§ MATERIAL PROVIDED
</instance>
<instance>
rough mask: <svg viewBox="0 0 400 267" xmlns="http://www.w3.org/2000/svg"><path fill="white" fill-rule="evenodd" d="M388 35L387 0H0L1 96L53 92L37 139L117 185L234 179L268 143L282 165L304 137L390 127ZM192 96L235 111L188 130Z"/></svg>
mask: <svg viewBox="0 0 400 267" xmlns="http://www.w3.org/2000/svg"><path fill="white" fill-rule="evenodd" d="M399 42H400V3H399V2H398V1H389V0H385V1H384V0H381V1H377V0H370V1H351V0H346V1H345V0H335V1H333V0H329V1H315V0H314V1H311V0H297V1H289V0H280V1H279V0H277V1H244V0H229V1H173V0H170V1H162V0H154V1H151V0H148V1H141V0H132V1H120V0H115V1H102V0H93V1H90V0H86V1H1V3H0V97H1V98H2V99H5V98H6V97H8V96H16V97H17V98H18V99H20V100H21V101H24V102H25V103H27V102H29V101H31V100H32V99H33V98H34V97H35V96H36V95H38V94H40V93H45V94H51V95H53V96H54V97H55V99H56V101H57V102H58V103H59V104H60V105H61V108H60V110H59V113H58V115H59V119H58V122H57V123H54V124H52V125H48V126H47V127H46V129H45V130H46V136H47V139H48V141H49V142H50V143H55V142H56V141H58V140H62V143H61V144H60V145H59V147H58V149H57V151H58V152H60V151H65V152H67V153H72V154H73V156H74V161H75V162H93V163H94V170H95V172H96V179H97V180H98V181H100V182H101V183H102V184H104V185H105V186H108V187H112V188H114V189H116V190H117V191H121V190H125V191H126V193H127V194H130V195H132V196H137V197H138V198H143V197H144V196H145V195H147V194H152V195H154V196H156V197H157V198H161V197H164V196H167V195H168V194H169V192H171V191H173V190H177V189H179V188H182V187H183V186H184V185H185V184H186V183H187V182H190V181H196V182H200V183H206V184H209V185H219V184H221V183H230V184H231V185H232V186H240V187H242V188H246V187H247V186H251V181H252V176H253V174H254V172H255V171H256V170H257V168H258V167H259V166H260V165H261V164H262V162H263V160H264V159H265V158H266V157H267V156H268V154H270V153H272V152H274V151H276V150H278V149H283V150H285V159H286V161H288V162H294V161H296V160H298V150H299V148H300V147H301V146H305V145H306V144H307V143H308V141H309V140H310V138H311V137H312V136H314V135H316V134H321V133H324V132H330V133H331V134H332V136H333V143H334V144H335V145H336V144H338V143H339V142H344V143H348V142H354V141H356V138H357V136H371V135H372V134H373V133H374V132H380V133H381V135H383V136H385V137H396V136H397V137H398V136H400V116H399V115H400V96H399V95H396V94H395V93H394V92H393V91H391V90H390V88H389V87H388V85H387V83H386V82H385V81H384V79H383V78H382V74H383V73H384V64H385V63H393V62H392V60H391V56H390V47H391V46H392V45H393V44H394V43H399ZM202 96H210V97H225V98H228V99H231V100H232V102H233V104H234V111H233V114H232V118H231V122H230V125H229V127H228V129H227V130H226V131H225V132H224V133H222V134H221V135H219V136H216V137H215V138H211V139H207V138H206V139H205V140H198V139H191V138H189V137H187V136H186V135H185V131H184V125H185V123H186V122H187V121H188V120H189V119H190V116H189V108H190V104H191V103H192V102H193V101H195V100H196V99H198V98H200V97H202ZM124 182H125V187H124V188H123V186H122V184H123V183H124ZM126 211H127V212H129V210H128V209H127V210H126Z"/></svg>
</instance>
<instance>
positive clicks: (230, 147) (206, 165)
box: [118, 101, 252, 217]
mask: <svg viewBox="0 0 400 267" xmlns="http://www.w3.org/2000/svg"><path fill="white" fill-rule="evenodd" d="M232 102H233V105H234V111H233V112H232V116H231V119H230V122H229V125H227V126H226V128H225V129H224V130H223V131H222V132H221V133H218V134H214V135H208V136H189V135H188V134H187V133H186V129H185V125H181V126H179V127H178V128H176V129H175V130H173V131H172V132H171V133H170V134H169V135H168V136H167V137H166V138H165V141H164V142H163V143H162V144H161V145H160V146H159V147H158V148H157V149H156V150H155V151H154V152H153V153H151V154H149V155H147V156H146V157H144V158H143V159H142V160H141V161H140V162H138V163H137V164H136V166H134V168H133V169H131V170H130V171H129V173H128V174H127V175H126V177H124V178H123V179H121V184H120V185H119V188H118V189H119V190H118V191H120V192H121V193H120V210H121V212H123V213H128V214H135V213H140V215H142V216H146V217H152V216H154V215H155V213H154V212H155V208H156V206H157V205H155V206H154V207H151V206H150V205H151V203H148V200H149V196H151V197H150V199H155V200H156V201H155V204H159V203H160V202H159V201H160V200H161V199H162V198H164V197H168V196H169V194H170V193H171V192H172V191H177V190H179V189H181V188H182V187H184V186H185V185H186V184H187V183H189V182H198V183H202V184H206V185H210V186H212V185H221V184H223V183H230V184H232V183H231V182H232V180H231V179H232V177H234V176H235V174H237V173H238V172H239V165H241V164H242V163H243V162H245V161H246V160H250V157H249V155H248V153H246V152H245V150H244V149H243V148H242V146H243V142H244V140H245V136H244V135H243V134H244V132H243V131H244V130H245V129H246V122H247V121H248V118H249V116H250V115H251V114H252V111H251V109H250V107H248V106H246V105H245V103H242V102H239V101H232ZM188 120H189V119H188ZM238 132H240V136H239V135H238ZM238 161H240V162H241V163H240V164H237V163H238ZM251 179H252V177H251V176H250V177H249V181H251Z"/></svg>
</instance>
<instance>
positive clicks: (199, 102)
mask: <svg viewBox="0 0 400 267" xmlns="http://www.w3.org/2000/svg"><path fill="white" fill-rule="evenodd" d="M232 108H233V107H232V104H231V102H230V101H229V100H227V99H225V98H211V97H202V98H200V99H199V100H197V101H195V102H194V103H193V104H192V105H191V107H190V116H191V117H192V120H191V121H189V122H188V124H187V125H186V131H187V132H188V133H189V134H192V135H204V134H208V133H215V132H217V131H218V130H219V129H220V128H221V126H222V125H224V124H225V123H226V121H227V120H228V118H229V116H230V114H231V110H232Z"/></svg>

§ EXERCISE
Format every line from the start of the items through the line containing "rough mask: <svg", inclusive, as a JSON list of strings with one string per line, leaving out blank lines.

§ RESPONSE BELOW
[
  "</instance>",
  "<instance>",
  "rough mask: <svg viewBox=\"0 0 400 267\" xmlns=\"http://www.w3.org/2000/svg\"><path fill=\"white\" fill-rule=\"evenodd\" d=\"M388 35L387 0H0L1 96L53 92L37 139L117 185L234 179L268 143L282 165L304 137L390 127ZM192 96L235 111L188 130Z\"/></svg>"
]